> [Extracted material]
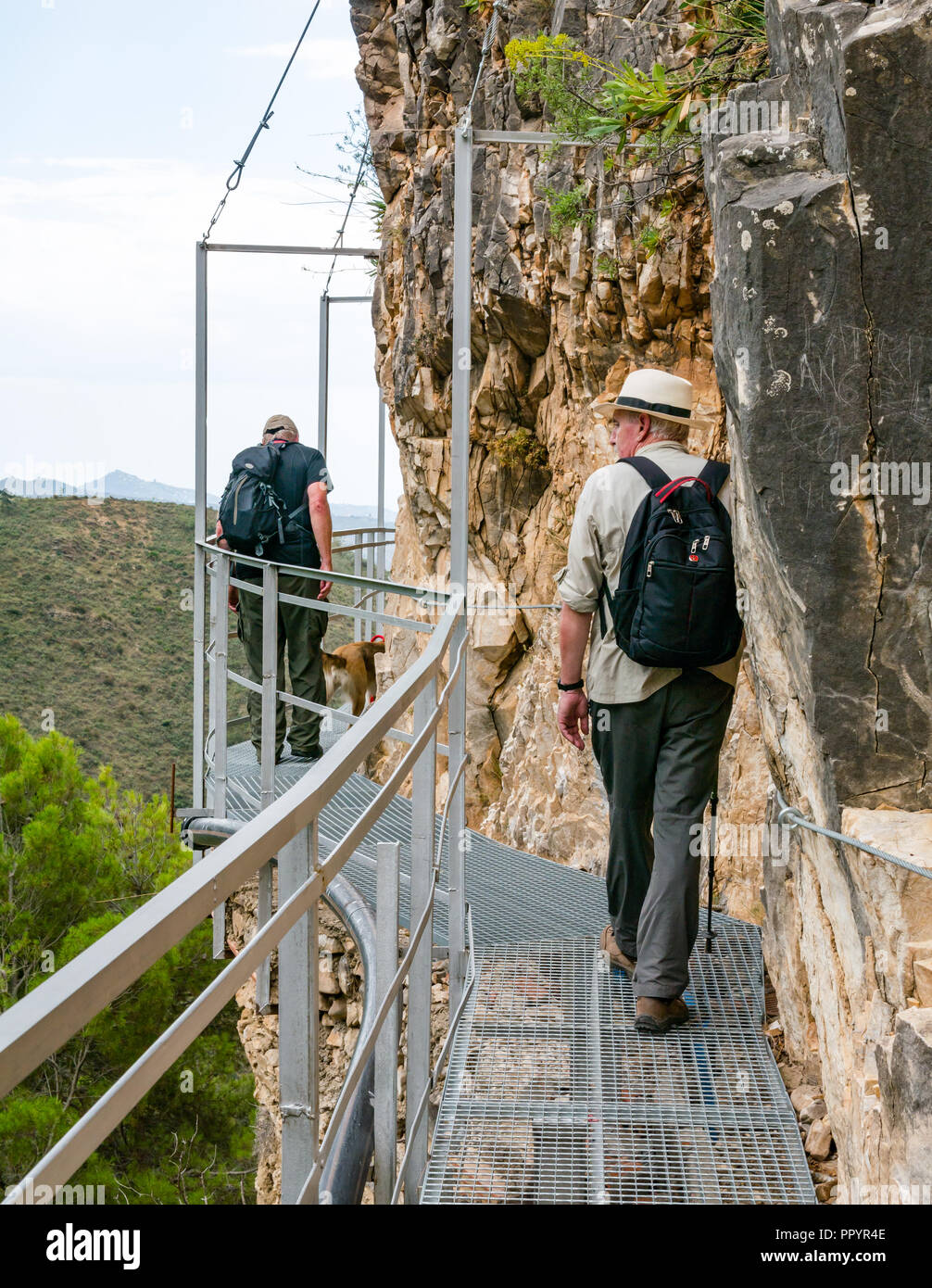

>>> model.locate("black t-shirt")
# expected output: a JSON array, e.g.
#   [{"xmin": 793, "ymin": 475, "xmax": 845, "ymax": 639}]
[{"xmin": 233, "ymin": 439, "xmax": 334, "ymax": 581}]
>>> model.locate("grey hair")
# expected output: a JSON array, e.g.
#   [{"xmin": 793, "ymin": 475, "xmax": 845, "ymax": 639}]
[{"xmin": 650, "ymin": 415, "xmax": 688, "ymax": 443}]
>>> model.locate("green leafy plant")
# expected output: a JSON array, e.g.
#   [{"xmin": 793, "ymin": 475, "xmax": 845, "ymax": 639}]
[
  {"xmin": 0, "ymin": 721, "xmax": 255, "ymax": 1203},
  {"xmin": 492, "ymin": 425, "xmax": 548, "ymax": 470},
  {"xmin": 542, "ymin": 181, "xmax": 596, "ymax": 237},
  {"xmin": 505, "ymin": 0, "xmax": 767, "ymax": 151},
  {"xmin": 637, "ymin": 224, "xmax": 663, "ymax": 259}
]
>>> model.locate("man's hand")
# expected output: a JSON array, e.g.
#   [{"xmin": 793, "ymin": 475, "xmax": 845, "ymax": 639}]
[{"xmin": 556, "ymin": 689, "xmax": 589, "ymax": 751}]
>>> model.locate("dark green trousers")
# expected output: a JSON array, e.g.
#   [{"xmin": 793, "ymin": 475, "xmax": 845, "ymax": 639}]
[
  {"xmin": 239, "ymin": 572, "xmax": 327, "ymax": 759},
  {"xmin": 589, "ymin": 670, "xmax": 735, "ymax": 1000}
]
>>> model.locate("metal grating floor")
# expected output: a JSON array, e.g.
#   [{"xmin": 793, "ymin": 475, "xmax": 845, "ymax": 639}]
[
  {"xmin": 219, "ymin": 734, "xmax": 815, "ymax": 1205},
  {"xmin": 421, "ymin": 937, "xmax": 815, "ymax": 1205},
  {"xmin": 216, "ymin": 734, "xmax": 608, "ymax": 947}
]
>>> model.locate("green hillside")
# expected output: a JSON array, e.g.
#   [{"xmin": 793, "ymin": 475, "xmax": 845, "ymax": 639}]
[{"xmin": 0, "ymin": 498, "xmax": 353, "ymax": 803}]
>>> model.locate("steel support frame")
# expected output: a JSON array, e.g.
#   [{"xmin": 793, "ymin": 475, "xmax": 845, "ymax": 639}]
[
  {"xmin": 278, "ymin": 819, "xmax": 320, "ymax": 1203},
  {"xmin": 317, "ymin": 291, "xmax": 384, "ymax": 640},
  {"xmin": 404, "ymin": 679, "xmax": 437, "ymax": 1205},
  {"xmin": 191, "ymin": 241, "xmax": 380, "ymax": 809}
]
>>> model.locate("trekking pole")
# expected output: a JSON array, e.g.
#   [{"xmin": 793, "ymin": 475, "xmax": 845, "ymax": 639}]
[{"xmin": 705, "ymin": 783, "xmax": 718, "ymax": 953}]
==
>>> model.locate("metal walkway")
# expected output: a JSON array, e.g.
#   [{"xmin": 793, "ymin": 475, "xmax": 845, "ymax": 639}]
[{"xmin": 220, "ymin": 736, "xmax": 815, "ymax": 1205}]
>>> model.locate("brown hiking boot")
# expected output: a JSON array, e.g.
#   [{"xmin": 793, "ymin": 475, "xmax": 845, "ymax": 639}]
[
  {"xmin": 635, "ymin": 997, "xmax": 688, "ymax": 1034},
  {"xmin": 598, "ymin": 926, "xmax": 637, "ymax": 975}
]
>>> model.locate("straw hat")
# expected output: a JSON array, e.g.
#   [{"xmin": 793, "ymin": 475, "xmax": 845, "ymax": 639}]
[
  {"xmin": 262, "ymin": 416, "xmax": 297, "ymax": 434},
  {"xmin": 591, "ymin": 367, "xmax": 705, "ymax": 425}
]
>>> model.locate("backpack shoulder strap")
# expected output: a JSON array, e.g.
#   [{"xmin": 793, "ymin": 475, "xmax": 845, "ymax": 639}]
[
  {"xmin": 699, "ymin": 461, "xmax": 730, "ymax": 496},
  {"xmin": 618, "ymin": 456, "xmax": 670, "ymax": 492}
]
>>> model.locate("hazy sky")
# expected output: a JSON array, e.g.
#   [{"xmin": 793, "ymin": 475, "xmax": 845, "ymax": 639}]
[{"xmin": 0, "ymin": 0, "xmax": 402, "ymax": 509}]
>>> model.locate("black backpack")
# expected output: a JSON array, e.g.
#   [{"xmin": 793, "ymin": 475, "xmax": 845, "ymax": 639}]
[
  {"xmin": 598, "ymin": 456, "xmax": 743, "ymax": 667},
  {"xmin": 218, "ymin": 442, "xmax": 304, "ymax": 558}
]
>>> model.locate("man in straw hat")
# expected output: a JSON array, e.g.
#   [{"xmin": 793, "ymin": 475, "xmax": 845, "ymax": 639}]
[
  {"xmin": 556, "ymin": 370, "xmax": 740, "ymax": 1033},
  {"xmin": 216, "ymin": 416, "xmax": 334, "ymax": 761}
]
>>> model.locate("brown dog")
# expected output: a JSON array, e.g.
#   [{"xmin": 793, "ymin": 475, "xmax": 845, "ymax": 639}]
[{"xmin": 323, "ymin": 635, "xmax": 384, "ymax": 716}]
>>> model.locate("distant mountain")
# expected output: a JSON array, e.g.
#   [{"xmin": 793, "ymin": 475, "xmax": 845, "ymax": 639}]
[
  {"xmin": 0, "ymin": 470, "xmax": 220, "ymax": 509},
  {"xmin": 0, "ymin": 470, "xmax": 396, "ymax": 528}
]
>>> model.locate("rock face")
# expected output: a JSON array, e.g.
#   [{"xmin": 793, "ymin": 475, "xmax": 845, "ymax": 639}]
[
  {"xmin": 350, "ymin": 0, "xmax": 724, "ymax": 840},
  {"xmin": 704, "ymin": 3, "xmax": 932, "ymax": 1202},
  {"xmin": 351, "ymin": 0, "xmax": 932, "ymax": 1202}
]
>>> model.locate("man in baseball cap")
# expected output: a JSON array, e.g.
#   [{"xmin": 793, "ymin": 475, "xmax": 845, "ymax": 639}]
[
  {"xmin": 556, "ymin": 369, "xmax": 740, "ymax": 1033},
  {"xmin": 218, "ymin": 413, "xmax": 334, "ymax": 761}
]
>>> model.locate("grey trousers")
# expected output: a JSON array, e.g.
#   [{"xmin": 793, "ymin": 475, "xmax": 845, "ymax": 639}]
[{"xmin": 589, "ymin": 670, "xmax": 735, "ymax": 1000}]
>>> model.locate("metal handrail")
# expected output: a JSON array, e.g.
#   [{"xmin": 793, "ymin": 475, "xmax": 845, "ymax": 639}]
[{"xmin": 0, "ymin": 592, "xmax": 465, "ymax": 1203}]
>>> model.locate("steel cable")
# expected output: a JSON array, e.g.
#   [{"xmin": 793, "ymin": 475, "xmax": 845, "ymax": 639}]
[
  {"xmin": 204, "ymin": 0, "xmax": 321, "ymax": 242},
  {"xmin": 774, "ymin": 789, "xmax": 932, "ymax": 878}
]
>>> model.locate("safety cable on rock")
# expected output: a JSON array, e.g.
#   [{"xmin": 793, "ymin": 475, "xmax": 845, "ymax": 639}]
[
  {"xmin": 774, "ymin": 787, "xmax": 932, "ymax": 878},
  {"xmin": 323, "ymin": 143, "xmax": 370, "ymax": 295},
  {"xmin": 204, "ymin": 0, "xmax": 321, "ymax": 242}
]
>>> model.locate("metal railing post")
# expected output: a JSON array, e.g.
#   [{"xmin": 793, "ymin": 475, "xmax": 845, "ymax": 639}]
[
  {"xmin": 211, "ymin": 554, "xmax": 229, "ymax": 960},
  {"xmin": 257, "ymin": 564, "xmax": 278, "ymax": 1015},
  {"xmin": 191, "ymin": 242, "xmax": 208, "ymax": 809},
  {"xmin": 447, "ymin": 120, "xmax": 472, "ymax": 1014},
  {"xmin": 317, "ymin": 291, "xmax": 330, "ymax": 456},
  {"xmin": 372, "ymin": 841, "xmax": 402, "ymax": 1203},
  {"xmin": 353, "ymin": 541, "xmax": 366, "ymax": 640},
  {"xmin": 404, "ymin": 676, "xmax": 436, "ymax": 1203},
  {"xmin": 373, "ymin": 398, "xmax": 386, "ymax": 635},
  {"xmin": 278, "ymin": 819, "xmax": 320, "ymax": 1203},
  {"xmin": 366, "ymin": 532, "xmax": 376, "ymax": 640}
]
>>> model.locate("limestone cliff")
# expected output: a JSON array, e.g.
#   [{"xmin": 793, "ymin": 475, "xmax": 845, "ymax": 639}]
* * *
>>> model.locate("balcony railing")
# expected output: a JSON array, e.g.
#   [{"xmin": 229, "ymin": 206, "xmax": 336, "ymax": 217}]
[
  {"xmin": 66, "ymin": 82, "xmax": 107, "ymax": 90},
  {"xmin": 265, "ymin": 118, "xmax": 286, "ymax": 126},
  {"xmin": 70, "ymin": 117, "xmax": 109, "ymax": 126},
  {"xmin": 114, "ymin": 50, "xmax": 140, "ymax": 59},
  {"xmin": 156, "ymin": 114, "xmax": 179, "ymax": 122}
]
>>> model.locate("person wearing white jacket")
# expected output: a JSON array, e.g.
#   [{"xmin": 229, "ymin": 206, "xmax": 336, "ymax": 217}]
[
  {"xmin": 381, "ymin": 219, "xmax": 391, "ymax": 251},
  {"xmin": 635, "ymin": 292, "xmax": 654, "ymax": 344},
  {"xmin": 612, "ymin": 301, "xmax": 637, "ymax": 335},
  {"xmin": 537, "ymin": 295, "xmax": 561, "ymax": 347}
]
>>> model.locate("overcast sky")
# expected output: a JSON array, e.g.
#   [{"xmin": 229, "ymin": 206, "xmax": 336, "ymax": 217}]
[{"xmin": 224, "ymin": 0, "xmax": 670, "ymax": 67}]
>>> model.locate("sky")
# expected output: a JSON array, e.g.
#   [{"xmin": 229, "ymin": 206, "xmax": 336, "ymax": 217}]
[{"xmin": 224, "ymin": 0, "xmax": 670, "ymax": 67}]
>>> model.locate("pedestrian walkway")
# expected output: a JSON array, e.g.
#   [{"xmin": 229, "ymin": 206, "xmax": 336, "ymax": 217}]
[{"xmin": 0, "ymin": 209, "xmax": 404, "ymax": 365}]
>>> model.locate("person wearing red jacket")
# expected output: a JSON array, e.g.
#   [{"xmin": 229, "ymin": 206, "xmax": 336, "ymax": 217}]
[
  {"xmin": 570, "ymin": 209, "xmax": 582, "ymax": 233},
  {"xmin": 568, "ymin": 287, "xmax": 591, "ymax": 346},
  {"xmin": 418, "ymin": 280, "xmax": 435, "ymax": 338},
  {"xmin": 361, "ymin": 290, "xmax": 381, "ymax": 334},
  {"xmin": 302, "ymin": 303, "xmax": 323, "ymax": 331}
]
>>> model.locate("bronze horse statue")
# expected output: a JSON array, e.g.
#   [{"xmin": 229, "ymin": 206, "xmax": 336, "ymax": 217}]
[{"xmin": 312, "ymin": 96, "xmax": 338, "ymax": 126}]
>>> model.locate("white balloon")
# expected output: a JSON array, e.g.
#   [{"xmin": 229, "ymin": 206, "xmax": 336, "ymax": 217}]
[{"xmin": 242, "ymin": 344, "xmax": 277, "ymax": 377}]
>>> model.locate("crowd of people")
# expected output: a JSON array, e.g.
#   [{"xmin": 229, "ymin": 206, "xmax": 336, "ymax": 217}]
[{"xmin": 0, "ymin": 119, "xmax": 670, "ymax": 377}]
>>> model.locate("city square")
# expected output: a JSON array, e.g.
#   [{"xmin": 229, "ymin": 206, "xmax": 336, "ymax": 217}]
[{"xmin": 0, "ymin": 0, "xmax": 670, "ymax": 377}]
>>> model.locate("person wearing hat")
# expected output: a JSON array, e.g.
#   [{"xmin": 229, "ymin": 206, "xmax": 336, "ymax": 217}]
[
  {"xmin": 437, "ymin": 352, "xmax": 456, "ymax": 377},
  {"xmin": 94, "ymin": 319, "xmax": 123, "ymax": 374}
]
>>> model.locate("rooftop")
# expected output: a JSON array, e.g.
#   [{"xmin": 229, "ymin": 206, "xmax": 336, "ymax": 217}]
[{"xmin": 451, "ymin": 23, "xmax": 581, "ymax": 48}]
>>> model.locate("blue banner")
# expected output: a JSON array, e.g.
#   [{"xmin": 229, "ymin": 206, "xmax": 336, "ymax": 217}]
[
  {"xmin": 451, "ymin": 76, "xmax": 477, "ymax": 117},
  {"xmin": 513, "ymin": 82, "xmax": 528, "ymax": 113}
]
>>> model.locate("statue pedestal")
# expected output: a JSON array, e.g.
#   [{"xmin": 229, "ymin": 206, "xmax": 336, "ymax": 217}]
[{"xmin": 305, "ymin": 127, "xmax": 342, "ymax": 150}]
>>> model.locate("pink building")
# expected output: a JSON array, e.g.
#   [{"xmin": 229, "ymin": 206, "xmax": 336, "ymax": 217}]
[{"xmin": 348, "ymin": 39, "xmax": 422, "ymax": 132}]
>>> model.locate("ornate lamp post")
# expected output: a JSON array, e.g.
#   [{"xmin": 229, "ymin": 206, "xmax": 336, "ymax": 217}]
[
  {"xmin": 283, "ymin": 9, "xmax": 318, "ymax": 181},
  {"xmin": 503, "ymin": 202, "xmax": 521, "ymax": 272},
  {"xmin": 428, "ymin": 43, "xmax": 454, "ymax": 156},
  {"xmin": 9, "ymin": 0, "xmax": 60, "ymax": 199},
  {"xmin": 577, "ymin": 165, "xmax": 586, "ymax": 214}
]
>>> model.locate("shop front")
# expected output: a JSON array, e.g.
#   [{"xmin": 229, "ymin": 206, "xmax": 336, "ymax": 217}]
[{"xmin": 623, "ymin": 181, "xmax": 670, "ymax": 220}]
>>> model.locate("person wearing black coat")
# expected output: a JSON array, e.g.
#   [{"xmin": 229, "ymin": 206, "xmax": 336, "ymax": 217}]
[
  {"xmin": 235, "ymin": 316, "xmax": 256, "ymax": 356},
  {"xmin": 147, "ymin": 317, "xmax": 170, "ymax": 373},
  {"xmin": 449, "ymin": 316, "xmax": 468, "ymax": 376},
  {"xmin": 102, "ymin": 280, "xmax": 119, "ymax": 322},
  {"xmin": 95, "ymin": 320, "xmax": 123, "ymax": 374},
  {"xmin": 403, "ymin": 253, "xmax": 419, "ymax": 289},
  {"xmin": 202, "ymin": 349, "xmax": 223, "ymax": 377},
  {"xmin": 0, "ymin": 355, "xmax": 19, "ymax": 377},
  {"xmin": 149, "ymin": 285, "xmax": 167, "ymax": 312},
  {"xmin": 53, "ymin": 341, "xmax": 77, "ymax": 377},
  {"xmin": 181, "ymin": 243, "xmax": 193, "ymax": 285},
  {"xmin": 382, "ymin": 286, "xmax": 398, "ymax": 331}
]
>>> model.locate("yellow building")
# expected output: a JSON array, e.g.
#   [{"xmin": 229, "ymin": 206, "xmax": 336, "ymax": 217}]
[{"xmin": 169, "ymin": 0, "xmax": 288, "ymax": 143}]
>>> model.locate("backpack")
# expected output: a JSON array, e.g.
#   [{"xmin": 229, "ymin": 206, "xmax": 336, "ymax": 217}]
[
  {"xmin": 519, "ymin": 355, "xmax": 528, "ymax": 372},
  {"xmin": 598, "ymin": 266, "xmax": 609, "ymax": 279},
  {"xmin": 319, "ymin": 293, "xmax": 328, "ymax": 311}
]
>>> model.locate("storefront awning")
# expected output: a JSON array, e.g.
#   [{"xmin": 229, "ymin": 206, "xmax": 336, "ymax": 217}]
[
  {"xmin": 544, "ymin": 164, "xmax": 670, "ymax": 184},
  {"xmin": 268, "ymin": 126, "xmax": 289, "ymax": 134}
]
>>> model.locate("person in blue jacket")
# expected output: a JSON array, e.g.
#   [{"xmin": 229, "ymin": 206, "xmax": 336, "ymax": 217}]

> [Exercise instructions] Copy every line of the material above that contains the word "wearing".

> [Full output]
>>> model.locate("person wearing white jacket")
>>> model.locate("person wearing red jacket")
>>> model.locate("person wearing hat")
>>> model.locate("person wearing black coat")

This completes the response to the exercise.